(Beginning of Text segment)

- French: Jusqu'au cou
- Directed by: Denis Héroux
- Written by: Denis Héroux Denys Arcand Gilles Groulx Pierre Lemelin Jean Rivard
- Starring: Raymond Levasseur Édith de Villers Guy Dufresne
- Cinematography: Michel Brault Jean-Claude Labrecque
- Edited by: Pierre Lemelin
- Music by: Stéphane Venne
- Production company: Association des étudiants de l'Université de Montréal
- Release date: December 11, 1964;
- Running time: 88 minutes
- Country: Canada
- Language: French

= Over My Head (film) =

1964 Canadian film

Over My Head (Jusqu'au cou, lit. "Up to the Neck") is a Canadian drama film, directed by Denis Héroux and released in 1964. The film stars Raymond Levasseur as Raymond Cardinal, a university student who begins a relationship with fellow student Édith (Édith de Villers), only to set off a chain of complications when he discovers that she is also having an affair with his father François (Guy Dufresne), a professor at the same institution.

It was made as a student film while Héroux was in film studies at the Université de Montréal, and never received widespread commercial distribution beyond screenings at the university; however, the film was later noted for having documentary value, as its scenes include brief appearances by Pierre Bourgault, André D'Allemagne, Pierre Trudeau and Gérard Pelletier as themselves conducting political debates on Quebec separatism at the university, and a performance by Bernard Landry in a small role as a Front de libération du Québec terrorist. In 2010, it was included in a retrospective screening series at the Cinémathèque québécoise devoted to films of the Quiet Revolution.

(End of Text segment)
(Beginning of Provided material)

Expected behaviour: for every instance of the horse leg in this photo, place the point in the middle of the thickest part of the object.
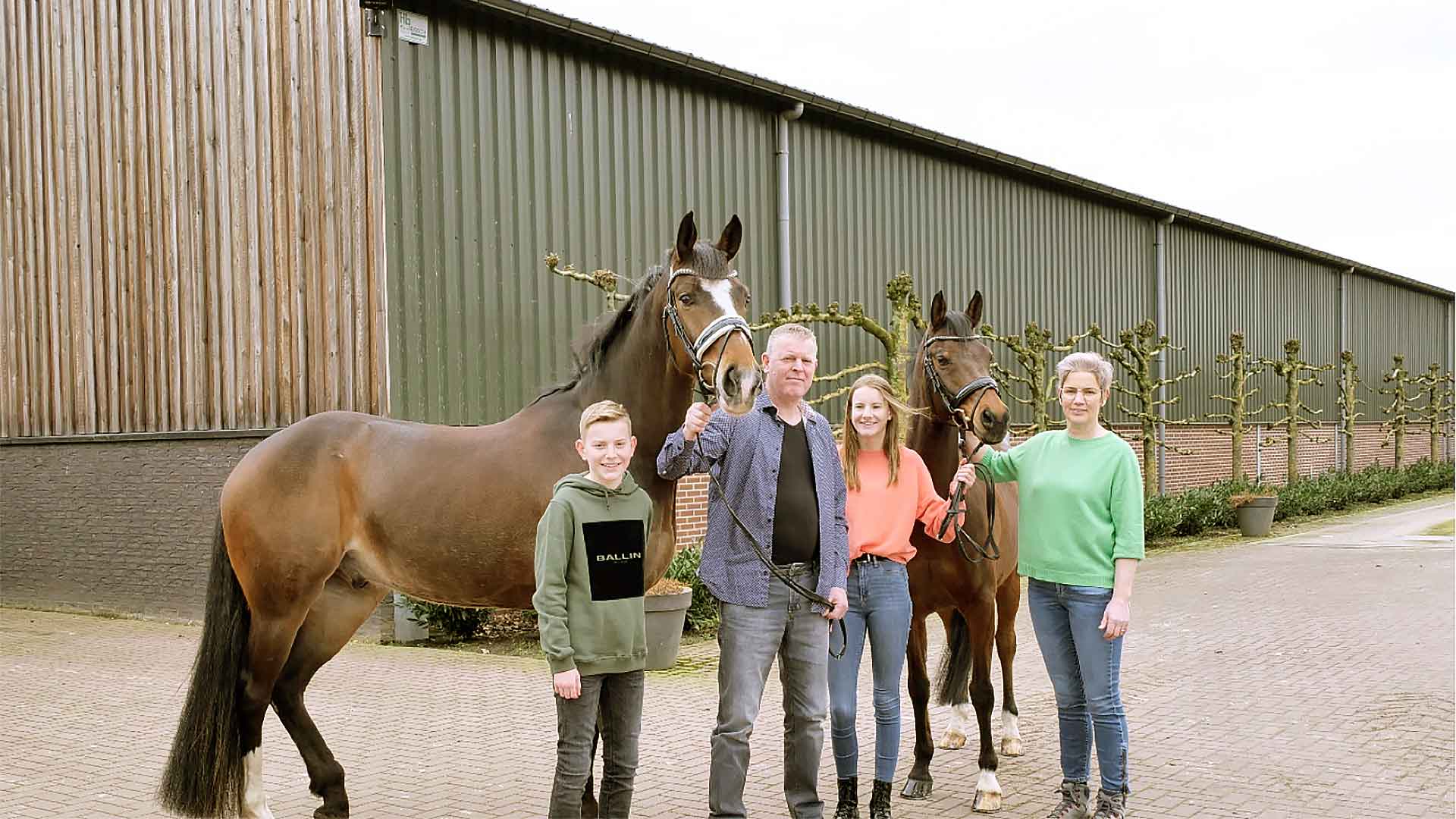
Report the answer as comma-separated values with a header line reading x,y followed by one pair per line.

(End of Provided material)

Problem to solve:
Reproduce word for word everything in the Over My Head film entry from "1964 Canadian film" down to "the same institution.". The listing has no connection to the Over My Head film entry.

Solution for this exercise:
1964 Canadian film

Over My Head (Jusqu'au cou, lit. "Up to the Neck") is a Canadian drama film, directed by Denis Héroux and released in 1964. The film stars Raymond Levasseur as Raymond Cardinal, a university student who begins a relationship with fellow student Édith (Édith de Villers), only to set off a chain of complications when he discovers that she is also having an affair with his father François (Guy Dufresne), a professor at the same institution.